--- BEGIN SOURCE ---

Words, from a mostly metrocentric perspective. See Metrocentricity for pictures.

06 January 2008

'Four Months, Three Weeks and Two Days'



Romania, 1987. Two young women living in a student hostel are arranging for one of them to have an abortion. Over the course of a day, Otilia (Anamaria Marinca) takes the lead on behalf of her terrified and abject friend Gabita (Laura Vasiliu), while at the same time reaching a point of crisis with her boyfriend. When Bebe the abortionist (Vlad Ivanov) arrives Otilia finds that more will be expected of her and her friend than money.

Marinca's resourceful Otilia, rather than her unfortunate friend, is the focus of this film, negotiating through the shortage, corruption, and individual bloodymindedness of Romania shortly before the fall of Ceauscescu, taking great personal risk in a country where all terminations are illegal and the penalties severe. The settings are evocative - the crowded student hostel where the residents barter black market cigarettes and soap, the hotels with malignant wallpaper and vindictive receptionists, the rutted streets, the stunted Dacia cara, and the queues outside the shuttered alimentară.

--- END SOURCE ---
--- BEGIN DATA SHOWN ---

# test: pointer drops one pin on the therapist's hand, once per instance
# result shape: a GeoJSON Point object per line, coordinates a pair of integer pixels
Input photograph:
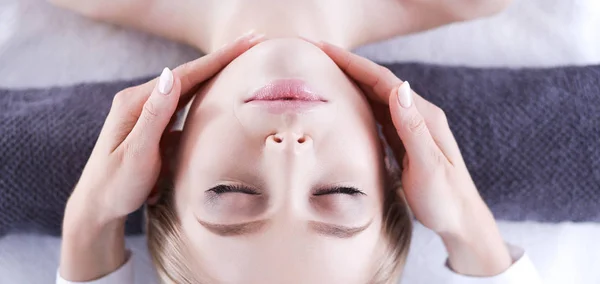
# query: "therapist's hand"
{"type": "Point", "coordinates": [436, 182]}
{"type": "Point", "coordinates": [125, 164]}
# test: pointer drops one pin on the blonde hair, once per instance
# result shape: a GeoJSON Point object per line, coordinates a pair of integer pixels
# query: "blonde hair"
{"type": "Point", "coordinates": [167, 249]}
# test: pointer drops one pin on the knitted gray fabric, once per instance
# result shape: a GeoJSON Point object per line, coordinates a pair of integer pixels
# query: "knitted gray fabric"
{"type": "Point", "coordinates": [530, 138]}
{"type": "Point", "coordinates": [46, 137]}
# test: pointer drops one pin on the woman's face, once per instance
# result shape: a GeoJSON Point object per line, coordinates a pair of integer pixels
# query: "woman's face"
{"type": "Point", "coordinates": [280, 172]}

--- END DATA SHOWN ---

# [GIVEN REQUEST]
Could you rewrite the film review between "Marinca's resourceful Otilia, rather" and "the shuttered alimentară.", inclusive, with "resourceful" changed to "determined"? These records have no connection to the film review.

# [RESPONSE TO THIS TASK]
Marinca's determined Otilia, rather than her unfortunate friend, is the focus of this film, negotiating through the shortage, corruption, and individual bloodymindedness of Romania shortly before the fall of Ceauscescu, taking great personal risk in a country where all terminations are illegal and the penalties severe. The settings are evocative - the crowded student hostel where the residents barter black market cigarettes and soap, the hotels with malignant wallpaper and vindictive receptionists, the rutted streets, the stunted Dacia cara, and the queues outside the shuttered alimentară.